Report how many lines of the records below contain the string "siding". Give only the number.
____________
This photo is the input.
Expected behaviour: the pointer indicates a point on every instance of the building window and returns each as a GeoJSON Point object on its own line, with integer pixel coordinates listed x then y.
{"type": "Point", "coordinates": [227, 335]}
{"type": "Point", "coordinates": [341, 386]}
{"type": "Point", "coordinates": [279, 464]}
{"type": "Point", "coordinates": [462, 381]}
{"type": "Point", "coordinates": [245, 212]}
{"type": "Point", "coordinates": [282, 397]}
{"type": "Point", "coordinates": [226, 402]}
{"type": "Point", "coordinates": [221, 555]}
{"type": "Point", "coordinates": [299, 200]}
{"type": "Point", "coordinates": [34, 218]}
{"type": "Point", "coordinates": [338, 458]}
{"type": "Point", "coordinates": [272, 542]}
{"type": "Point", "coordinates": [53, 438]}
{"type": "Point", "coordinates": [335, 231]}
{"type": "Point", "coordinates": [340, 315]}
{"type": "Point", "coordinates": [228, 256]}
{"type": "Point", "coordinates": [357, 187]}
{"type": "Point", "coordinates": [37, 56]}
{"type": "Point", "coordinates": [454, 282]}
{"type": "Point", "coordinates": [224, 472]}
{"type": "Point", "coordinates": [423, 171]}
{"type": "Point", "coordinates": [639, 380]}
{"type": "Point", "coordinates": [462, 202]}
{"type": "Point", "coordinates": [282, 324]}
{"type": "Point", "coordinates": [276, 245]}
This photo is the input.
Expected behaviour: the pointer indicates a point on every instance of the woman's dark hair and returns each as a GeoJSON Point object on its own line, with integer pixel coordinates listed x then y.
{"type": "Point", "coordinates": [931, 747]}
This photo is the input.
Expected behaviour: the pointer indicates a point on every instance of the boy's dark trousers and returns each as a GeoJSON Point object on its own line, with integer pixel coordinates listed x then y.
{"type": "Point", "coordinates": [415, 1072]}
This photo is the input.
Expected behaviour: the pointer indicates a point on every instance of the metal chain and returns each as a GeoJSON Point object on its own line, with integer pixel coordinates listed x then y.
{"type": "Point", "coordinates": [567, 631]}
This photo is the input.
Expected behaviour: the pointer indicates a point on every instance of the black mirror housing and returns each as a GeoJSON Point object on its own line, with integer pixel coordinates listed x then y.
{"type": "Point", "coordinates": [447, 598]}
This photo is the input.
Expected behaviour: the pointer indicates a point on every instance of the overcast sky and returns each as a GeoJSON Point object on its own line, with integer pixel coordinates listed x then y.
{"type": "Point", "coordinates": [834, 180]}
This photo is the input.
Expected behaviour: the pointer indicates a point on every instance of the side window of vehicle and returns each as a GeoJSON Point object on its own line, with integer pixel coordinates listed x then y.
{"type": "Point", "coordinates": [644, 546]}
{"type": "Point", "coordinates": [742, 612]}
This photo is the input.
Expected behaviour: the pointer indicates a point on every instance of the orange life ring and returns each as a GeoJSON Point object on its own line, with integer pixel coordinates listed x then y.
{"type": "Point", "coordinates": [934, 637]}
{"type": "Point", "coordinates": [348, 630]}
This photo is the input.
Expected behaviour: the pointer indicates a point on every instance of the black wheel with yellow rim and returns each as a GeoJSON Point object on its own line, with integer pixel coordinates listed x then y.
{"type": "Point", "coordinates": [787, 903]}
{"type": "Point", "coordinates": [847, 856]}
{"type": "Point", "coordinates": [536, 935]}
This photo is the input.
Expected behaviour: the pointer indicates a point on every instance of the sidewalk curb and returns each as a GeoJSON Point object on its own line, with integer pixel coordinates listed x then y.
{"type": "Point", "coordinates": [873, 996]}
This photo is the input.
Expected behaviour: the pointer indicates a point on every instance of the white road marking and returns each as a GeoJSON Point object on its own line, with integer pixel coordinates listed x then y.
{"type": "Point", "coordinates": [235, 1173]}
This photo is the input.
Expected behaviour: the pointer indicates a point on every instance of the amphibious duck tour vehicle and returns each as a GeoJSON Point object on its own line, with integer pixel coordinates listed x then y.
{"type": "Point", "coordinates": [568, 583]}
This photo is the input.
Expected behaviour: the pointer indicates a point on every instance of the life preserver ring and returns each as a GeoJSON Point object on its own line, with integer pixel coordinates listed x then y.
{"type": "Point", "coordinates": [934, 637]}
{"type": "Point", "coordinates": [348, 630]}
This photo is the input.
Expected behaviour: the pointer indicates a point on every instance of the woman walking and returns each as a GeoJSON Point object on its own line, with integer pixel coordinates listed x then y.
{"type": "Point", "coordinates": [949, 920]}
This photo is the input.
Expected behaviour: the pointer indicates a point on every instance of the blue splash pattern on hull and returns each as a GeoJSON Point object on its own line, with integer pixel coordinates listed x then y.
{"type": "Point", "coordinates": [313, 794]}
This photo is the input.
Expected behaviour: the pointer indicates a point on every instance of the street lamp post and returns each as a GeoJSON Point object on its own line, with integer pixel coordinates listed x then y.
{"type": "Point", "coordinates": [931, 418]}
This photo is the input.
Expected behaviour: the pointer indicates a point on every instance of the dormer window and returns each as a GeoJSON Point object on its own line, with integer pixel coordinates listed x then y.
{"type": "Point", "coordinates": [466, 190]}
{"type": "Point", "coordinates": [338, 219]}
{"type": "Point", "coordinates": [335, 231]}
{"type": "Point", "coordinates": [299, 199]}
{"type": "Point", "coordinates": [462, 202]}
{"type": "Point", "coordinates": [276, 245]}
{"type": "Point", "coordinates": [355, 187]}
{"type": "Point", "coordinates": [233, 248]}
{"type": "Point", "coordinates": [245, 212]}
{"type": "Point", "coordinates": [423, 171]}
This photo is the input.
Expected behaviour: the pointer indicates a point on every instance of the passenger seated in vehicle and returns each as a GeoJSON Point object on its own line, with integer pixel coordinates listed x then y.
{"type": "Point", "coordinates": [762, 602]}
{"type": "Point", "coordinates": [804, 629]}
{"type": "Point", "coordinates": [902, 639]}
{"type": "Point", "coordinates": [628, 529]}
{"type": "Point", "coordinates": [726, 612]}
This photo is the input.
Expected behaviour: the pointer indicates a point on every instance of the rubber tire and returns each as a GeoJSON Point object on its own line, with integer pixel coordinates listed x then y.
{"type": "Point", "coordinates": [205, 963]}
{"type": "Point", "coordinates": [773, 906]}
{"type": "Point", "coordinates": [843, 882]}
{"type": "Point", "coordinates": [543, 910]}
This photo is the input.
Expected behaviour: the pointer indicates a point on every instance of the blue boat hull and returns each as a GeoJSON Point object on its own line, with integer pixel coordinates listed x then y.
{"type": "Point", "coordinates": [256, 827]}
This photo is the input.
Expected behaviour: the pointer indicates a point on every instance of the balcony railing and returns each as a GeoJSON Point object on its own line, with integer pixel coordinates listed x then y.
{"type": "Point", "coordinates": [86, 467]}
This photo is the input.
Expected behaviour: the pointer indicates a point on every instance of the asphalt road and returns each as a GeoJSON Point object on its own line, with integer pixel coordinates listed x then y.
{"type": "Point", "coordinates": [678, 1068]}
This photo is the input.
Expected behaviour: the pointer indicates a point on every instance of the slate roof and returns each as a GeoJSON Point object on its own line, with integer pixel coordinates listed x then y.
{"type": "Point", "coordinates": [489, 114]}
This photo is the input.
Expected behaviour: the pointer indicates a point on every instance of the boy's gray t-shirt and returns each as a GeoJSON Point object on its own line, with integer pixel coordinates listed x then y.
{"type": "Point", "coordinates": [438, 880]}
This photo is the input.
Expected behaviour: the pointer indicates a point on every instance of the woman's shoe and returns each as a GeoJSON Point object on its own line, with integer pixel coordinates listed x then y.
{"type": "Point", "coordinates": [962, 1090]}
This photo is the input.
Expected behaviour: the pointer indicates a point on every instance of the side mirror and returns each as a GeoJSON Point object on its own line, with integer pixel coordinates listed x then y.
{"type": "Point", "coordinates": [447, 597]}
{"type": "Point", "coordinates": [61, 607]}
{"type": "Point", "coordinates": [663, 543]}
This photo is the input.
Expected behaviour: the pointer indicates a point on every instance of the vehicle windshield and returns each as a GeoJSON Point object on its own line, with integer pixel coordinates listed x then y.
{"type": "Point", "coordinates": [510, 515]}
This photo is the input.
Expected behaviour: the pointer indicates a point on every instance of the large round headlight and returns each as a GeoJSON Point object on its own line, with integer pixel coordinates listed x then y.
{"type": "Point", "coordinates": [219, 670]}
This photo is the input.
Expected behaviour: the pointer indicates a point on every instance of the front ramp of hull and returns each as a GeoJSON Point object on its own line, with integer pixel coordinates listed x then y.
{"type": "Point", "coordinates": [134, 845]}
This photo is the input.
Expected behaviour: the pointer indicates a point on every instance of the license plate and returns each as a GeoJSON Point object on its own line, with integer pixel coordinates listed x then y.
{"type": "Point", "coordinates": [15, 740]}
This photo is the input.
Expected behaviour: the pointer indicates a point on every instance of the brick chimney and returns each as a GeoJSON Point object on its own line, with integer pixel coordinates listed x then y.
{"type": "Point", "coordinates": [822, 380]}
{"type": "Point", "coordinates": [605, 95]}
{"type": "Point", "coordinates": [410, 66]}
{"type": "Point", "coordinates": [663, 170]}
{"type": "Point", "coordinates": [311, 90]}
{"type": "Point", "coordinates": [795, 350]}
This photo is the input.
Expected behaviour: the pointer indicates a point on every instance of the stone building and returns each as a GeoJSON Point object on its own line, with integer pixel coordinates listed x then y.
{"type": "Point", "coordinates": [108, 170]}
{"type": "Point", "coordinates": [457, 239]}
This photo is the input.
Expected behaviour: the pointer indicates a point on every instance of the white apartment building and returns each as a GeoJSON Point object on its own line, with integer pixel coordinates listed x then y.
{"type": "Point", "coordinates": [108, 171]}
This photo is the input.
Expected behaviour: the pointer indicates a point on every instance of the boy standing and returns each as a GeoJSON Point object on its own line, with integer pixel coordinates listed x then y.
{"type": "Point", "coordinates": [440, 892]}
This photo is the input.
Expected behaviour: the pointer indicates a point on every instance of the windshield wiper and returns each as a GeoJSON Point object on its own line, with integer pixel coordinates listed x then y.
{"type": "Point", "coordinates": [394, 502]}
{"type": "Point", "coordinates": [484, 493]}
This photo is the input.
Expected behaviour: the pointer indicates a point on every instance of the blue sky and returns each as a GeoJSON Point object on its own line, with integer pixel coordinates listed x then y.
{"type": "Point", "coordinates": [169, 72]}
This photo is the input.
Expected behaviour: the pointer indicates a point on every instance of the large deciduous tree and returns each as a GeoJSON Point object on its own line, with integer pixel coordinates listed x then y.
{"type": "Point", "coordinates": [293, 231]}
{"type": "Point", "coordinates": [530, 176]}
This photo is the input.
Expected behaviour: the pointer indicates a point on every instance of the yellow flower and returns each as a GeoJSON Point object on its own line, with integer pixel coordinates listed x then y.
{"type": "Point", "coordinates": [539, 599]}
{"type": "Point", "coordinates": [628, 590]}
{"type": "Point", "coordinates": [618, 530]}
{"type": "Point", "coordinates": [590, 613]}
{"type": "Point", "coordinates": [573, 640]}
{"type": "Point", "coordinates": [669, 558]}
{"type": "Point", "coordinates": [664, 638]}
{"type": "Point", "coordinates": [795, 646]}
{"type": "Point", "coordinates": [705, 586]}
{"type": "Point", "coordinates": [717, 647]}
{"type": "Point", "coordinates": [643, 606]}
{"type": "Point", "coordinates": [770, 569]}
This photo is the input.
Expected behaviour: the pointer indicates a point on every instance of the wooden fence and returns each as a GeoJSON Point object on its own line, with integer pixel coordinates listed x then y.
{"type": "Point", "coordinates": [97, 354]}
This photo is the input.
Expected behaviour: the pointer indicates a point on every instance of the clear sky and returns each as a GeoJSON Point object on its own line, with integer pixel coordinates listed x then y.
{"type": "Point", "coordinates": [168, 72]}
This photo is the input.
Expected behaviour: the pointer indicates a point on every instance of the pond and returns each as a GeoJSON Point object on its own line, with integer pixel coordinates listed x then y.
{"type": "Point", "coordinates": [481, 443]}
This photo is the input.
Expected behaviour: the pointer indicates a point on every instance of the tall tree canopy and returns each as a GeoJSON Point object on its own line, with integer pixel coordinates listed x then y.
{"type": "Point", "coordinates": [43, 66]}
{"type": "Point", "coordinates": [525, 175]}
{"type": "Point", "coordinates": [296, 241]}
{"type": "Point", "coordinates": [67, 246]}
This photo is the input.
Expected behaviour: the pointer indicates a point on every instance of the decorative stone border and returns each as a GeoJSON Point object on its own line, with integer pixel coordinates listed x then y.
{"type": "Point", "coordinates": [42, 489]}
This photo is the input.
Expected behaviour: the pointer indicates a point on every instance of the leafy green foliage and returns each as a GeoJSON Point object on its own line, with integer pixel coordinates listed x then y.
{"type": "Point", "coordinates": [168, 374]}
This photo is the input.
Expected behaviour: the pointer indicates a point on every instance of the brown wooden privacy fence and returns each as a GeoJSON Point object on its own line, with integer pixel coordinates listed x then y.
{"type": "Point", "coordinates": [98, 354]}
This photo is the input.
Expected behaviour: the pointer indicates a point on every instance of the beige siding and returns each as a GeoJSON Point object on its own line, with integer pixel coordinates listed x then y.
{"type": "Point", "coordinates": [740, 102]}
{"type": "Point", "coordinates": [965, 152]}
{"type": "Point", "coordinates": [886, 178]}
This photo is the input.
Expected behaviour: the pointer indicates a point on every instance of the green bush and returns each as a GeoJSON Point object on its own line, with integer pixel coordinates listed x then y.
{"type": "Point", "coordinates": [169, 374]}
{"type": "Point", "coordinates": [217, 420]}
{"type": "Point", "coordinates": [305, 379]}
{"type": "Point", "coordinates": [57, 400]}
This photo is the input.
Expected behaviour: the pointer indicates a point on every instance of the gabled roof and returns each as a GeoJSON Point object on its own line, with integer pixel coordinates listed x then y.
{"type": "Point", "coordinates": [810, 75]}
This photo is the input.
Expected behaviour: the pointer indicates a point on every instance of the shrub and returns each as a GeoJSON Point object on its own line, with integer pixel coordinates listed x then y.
____________
▶ **Reply**:
1